## start RECORDS PROVIDED
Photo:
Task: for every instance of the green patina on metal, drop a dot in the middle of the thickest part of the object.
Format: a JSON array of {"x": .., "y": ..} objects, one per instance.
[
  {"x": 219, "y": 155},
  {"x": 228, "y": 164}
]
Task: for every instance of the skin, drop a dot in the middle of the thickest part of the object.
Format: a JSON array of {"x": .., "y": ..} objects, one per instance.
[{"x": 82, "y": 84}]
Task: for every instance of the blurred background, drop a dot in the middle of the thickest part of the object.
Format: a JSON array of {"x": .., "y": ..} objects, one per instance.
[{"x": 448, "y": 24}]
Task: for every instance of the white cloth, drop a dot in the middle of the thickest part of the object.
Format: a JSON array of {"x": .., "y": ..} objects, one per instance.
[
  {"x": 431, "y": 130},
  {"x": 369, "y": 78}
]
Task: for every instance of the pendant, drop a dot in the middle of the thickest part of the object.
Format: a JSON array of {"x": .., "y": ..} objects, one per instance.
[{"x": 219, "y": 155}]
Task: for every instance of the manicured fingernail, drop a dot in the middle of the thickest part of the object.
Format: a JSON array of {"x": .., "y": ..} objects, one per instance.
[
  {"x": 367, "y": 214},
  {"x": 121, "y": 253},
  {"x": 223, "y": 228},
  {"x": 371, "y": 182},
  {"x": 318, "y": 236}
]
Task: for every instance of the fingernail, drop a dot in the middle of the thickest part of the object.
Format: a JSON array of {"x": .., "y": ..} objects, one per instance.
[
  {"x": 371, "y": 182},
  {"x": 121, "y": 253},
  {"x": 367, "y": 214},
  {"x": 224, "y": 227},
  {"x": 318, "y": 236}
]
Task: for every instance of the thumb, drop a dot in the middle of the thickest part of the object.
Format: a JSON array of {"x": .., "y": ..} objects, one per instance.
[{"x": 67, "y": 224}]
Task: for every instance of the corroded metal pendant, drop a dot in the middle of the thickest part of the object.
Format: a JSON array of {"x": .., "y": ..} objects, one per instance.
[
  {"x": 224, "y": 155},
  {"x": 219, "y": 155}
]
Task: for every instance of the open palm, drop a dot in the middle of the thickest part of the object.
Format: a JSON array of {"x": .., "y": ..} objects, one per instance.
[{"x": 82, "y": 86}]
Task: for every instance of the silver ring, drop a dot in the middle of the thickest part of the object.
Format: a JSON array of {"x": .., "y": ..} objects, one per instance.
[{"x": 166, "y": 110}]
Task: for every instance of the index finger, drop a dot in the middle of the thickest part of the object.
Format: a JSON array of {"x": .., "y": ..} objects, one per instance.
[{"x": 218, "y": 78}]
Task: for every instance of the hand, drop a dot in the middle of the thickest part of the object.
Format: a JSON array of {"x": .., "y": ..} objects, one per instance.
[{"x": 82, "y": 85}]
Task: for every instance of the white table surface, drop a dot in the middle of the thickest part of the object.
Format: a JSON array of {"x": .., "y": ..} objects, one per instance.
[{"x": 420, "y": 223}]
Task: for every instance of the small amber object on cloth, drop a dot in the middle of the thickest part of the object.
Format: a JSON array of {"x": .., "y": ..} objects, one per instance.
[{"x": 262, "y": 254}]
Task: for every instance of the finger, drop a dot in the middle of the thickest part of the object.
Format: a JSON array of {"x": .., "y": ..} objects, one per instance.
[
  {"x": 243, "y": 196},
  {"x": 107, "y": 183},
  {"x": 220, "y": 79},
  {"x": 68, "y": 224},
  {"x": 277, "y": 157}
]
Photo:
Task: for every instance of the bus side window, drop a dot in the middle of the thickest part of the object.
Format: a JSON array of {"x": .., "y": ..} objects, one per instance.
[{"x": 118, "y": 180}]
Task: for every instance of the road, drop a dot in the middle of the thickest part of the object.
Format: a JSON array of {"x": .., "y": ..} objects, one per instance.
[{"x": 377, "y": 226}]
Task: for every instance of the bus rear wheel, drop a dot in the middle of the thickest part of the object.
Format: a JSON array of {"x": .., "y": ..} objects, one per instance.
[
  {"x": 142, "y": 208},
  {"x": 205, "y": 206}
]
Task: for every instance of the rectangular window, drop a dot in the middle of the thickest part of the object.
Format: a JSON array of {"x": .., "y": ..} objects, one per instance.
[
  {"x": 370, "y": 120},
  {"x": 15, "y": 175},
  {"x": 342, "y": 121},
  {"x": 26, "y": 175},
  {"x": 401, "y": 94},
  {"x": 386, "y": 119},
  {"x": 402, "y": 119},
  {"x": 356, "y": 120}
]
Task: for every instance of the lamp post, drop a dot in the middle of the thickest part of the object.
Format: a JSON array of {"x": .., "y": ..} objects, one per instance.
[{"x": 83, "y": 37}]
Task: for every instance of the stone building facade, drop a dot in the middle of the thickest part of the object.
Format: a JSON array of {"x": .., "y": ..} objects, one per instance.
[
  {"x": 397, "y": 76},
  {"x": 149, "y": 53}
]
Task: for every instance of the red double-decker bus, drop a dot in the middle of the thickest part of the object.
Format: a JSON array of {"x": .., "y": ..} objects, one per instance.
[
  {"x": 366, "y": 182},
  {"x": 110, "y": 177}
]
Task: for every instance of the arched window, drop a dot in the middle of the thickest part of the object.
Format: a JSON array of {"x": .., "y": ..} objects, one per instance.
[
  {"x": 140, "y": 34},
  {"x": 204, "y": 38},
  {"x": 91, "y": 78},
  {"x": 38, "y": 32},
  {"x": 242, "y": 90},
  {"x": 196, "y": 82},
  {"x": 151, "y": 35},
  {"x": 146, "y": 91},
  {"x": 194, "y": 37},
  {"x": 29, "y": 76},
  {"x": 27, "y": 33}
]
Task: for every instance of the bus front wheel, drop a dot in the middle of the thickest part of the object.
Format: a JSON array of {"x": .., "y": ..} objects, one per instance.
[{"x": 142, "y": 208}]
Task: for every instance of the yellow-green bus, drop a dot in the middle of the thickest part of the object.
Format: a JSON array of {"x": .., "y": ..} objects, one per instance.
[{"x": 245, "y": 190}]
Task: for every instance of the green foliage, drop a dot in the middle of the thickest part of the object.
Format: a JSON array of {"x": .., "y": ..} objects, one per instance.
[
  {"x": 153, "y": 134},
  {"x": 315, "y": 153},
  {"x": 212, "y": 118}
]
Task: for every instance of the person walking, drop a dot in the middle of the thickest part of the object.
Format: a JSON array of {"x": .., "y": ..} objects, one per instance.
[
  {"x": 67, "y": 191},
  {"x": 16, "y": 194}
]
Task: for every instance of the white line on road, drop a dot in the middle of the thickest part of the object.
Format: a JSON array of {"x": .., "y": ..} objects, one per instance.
## end RECORDS PROVIDED
■ **GIVEN INSTRUCTION**
Rewrite the stretch of the material from the line containing "Task: for every instance of the stone" through the end of the material as a JSON list of strings, one string per line and no entries for blank lines.

■ **REPLY TO THE TASK**
[
  "Task: for every instance of the stone building facade, drop a dot in the middle of the thickest part of the object.",
  "Format: a JSON array of {\"x\": .., \"y\": ..} objects, one per instance.",
  "[",
  "  {\"x\": 397, \"y\": 76},",
  "  {\"x\": 149, \"y\": 53}",
  "]",
  "Task: for every instance of the red double-decker bus, drop a dot in the middle of the thickest part of the object.",
  "Format: a JSON array of {\"x\": .., \"y\": ..} objects, one per instance.",
  "[",
  "  {\"x\": 366, \"y\": 182},",
  "  {\"x\": 110, \"y\": 177}",
  "]",
  "Task: for every instance of the arched window, drop a dot in the middle of the thickest part of the object.",
  "Format: a JSON array of {\"x\": .., \"y\": ..} objects, one per instance.",
  "[",
  "  {\"x\": 140, \"y\": 34},",
  "  {\"x\": 204, \"y\": 38},",
  "  {\"x\": 91, \"y\": 78},",
  "  {\"x\": 38, \"y\": 32},",
  "  {\"x\": 242, \"y\": 90},",
  "  {\"x\": 196, \"y\": 82},",
  "  {\"x\": 151, \"y\": 35},",
  "  {\"x\": 146, \"y\": 91},",
  "  {\"x\": 194, \"y\": 37},",
  "  {\"x\": 29, \"y\": 76},",
  "  {\"x\": 27, \"y\": 33}",
  "]",
  "Task: for every instance of the bus front wheel, drop a dot in the middle of the thickest part of the object.",
  "Format: a JSON array of {\"x\": .., \"y\": ..} objects, one per instance.",
  "[{\"x\": 142, \"y\": 208}]",
  "Task: for every instance of the yellow-green bus, drop a dot in the middle of the thickest part of the object.",
  "Format: a JSON array of {\"x\": .., \"y\": ..} objects, one per instance.",
  "[{\"x\": 245, \"y\": 190}]",
  "Task: for every instance of the green foliage, drop a dot in the middle of the thickest part of the object.",
  "Format: a JSON array of {\"x\": .., \"y\": ..} objects, one per instance.",
  "[",
  "  {\"x\": 153, \"y\": 134},",
  "  {\"x\": 315, \"y\": 153},",
  "  {\"x\": 212, \"y\": 118}",
  "]",
  "Task: for every instance of the person walking, drop a dot in the middle of the thickest part of the object.",
  "Format: a JSON array of {\"x\": .., \"y\": ..} objects, one per instance.",
  "[",
  "  {\"x\": 67, \"y\": 191},",
  "  {\"x\": 16, \"y\": 194}",
  "]",
  "Task: for every instance of the white line on road, drop a dot in the middle of the thickest part of the object.",
  "Format: a JSON array of {\"x\": .., \"y\": ..} objects, one per instance."
]